==== Document section

People's added two green roofs to its building during its expansion. Drought-tolerant plant species were chosen for the green roofs. Due to the stormwater management benefits, People's received a $2,500 grant from the Community Watershed Stewardship Program.

===Cob===
Cob, a mixture of earth, sand and straw, was used as infill for two walls of the building as well as for benches inside and outside of the store. People's Food Co-op was the first commercially zoned building in North America to be built with cob wall infill.

===Geothermal===
The co-op is heated and cooled by use of a geothermal exchange heat pump which includes a series of tubes coursing water through the store's floor. This system, in conjunction with other design strategies, has reduced the heating and cooling energy consumption at the co-op by approximately 40%.

===Mural===
In 2022, People's Food Co-op was selected as a site for a mural campaign by the nonprofit Fairtrade America. The mural depicts Ghanaian farmer and climate advocate Deborah Osei-Mensah, whose community produces fair trade cocoa.

== People's farmers' market ==
People's hosts a year-round farmers market in its courtyard on Wednesday afternoons. In operation since 1994, it is the longest year-round farmers market in Portland. In the summer months, there are typically 15-20 vendors offering a variety of locally grown and produced goods.

==Philosophy and buying guidelines==
People's Food Co-op has adopted a model of ethical consumerism and adheres to strict guidelines for the products that are retailed as well as its practices. By vote of the membership, the co-op does not carry any products containing meat with the exception of pet food. The Board of Directors has approved product selection guidelines prohibiting products containing artificial colors, flavoring, or preservatives. The guidelines also allow for the exclusion of products from companies that test on animals or operate in contradiction to the co-op's mission.

========

What to work on
A) Repeat the passage on People's Food Co-op from "People's added two" to "Watershed Stewardship Program.".
B) Render this sentence from the passage on People's Food Co-op into Spanish: "Drought-tolerant plant species were chosen for the green roofs."
The listing that follows has no connection to the passage on People's Food Co-op.

==== Material provided

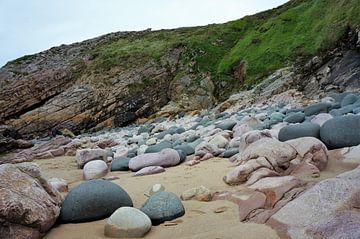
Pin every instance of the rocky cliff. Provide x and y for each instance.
(114, 79)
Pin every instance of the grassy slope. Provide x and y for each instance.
(267, 41)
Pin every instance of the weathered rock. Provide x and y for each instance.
(264, 153)
(298, 117)
(328, 209)
(200, 194)
(59, 184)
(158, 147)
(149, 170)
(321, 118)
(341, 132)
(84, 156)
(311, 150)
(317, 108)
(156, 188)
(165, 158)
(29, 206)
(163, 206)
(93, 200)
(127, 222)
(95, 169)
(299, 131)
(275, 187)
(120, 164)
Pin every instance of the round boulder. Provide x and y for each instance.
(299, 131)
(127, 222)
(341, 132)
(95, 169)
(93, 200)
(163, 206)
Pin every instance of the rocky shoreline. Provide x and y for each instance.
(277, 150)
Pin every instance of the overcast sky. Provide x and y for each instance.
(30, 26)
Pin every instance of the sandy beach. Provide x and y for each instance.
(200, 220)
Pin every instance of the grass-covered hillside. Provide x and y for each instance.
(266, 41)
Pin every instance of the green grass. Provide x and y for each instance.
(266, 41)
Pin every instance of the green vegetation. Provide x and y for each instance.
(267, 41)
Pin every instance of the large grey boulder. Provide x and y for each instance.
(341, 132)
(93, 200)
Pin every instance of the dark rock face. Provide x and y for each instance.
(298, 131)
(163, 206)
(52, 90)
(341, 132)
(93, 200)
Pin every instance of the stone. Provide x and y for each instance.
(321, 118)
(298, 117)
(95, 169)
(149, 170)
(59, 184)
(317, 108)
(29, 205)
(329, 209)
(220, 141)
(264, 153)
(120, 164)
(275, 187)
(299, 130)
(311, 150)
(251, 137)
(151, 141)
(200, 194)
(226, 125)
(341, 132)
(156, 188)
(230, 152)
(349, 99)
(93, 200)
(163, 206)
(127, 222)
(86, 155)
(158, 147)
(185, 148)
(165, 158)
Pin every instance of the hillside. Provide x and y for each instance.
(114, 79)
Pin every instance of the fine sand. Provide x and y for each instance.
(200, 219)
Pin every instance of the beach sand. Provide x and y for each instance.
(200, 219)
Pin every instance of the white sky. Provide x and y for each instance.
(31, 26)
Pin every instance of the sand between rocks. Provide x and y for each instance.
(200, 219)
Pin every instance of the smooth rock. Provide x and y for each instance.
(327, 209)
(299, 130)
(29, 206)
(59, 184)
(120, 164)
(149, 170)
(341, 132)
(200, 194)
(86, 155)
(163, 206)
(93, 200)
(165, 158)
(95, 169)
(127, 222)
(156, 188)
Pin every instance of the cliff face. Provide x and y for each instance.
(114, 79)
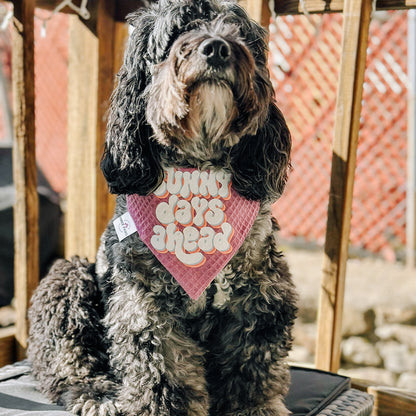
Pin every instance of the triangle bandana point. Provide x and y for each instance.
(193, 223)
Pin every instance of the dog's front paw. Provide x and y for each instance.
(279, 410)
(85, 406)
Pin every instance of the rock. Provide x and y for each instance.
(300, 354)
(386, 314)
(359, 351)
(397, 357)
(356, 322)
(7, 316)
(305, 335)
(405, 334)
(407, 381)
(379, 376)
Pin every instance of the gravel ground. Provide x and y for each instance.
(369, 282)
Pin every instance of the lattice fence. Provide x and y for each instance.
(304, 58)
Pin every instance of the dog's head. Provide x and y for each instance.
(195, 90)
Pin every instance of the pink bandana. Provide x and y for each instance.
(193, 223)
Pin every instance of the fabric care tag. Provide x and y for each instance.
(124, 226)
(193, 223)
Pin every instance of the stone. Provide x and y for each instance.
(7, 316)
(407, 381)
(397, 357)
(386, 314)
(357, 322)
(379, 376)
(405, 334)
(300, 354)
(359, 351)
(305, 335)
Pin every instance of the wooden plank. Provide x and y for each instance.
(91, 81)
(411, 143)
(80, 219)
(258, 10)
(106, 30)
(7, 345)
(347, 119)
(26, 260)
(283, 7)
(393, 402)
(124, 7)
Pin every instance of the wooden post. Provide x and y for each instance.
(26, 237)
(80, 219)
(258, 10)
(91, 80)
(411, 143)
(357, 15)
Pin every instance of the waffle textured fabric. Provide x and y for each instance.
(193, 223)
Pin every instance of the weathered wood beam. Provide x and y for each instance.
(7, 345)
(26, 237)
(95, 56)
(357, 14)
(283, 7)
(392, 402)
(258, 10)
(123, 7)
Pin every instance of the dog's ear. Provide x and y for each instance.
(130, 162)
(260, 163)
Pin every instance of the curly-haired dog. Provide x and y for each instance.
(192, 113)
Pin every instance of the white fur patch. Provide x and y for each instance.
(211, 108)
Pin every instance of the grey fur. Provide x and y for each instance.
(121, 337)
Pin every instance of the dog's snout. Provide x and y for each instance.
(216, 51)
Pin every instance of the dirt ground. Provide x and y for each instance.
(369, 282)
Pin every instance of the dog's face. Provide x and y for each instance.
(195, 89)
(209, 87)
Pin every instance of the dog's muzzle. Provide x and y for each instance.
(215, 51)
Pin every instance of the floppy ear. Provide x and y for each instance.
(130, 162)
(260, 163)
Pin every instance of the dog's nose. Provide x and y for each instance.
(216, 51)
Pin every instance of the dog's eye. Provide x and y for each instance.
(184, 50)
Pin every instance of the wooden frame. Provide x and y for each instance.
(95, 68)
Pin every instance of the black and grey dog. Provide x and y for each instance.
(121, 337)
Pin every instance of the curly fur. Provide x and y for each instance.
(121, 337)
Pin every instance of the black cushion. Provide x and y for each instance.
(310, 392)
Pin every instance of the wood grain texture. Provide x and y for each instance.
(357, 15)
(393, 402)
(24, 166)
(106, 31)
(258, 10)
(93, 56)
(80, 219)
(283, 7)
(7, 345)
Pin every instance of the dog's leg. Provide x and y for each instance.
(246, 370)
(160, 367)
(66, 343)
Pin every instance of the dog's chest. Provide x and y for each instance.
(216, 296)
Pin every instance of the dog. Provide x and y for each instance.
(193, 127)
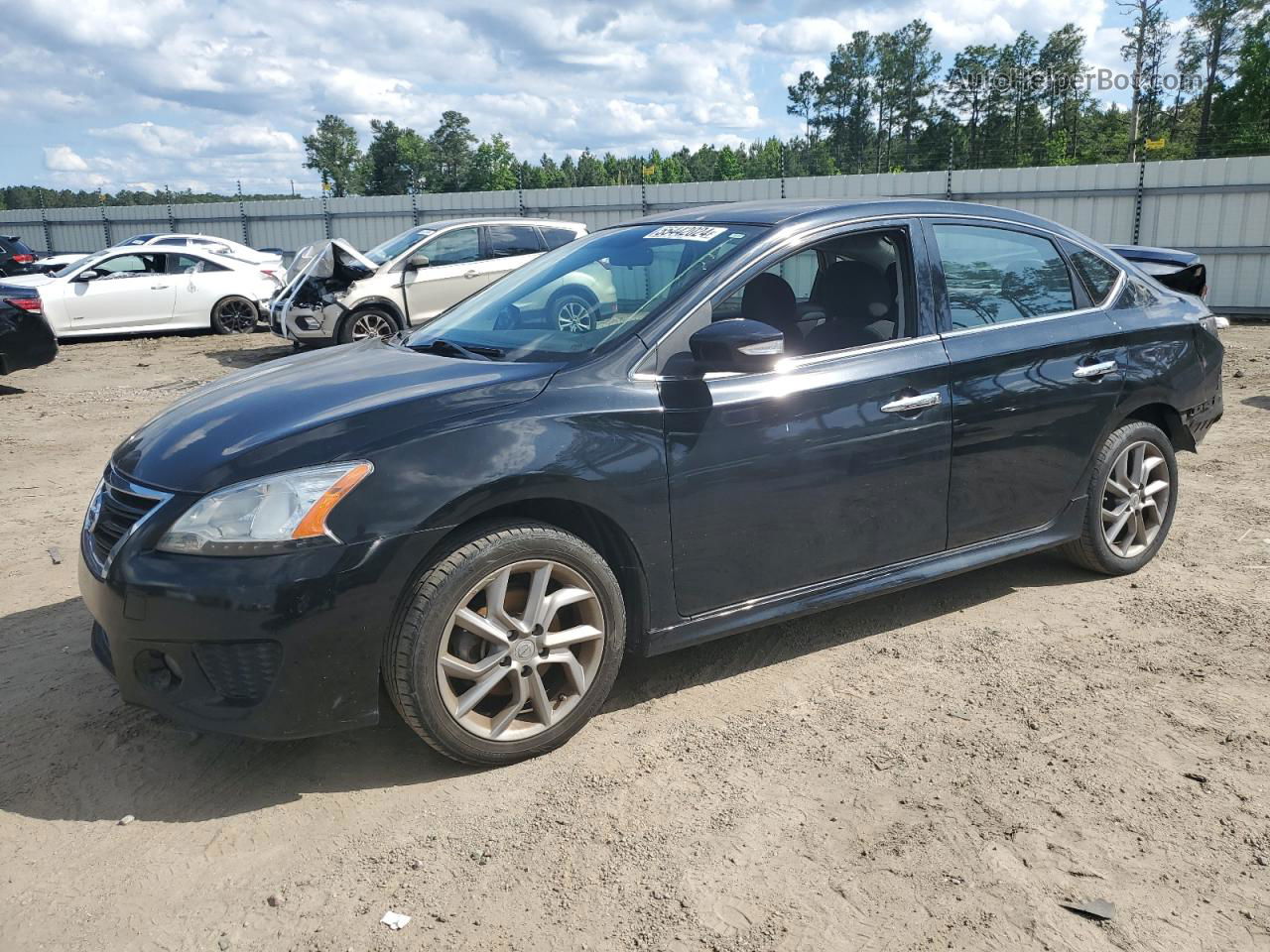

========

Results of the tasks
A)
People's added two green roofs to its building during its expansion. Drought-tolerant plant species were chosen for the green roofs. Due to the stormwater management benefits, People's received a $2,500 grant from the Community Watershed Stewardship Program.

B) Se eligieron especies de plantas tolerantes a la sequía para los techos verdes.